• **What this task involves**:
Present the records from the line containing "The response SHOULD mark one point per instance of the person" through the end of the records as a numbered list, and leave out any blank lines.

Dataset excerpt:
------------
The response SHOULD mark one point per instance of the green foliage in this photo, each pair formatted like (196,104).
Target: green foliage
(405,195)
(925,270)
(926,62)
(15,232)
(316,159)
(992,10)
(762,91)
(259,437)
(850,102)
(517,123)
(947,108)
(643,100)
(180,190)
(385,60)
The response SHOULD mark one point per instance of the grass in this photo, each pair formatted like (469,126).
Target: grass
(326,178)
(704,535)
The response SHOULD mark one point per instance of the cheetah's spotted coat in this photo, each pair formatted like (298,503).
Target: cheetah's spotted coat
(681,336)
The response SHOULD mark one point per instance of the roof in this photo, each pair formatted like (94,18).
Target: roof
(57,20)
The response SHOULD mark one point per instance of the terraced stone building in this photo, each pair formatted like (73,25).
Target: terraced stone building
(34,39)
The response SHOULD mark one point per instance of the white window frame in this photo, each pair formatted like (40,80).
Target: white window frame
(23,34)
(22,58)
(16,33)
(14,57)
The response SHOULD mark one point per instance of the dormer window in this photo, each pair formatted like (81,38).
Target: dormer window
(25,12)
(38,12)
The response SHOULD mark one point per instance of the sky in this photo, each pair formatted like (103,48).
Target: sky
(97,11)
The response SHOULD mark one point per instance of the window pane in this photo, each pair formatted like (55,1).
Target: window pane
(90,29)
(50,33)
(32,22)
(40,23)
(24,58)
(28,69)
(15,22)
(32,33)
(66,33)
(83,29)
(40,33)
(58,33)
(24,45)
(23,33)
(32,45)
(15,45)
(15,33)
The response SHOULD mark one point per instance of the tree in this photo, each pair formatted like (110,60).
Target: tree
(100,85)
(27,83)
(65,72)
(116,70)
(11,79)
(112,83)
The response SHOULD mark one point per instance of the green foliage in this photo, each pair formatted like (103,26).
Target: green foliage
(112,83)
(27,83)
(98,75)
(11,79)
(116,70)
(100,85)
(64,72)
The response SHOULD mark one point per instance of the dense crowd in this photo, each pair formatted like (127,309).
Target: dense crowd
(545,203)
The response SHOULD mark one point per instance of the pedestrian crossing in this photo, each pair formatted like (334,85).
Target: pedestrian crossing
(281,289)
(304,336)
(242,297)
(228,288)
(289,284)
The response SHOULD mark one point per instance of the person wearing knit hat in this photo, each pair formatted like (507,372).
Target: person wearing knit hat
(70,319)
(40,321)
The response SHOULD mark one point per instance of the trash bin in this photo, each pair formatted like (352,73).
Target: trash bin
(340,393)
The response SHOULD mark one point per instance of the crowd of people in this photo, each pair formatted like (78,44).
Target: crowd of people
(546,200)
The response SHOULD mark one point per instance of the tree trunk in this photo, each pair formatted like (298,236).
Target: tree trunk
------------
• **Full answer**:
1. The response SHOULD mark one point per instance of the person wearing knit hat in this photo, each pair formatted like (507,372).
2. Target: person wearing knit hat
3. (70,319)
4. (40,321)
5. The response SHOULD mark one point per instance of the trash bin in this photo, each pair formatted like (352,73).
6. Target: trash bin
7. (340,393)
8. The response SHOULD mark one point per instance of the crowd of people in this photo, each pair formatted like (78,44).
9. Target: crowd of people
10. (546,200)
11. The response SHOULD mark one point per instance of the tree trunk in this photo, each pair formatted like (298,236).
12. Target: tree trunk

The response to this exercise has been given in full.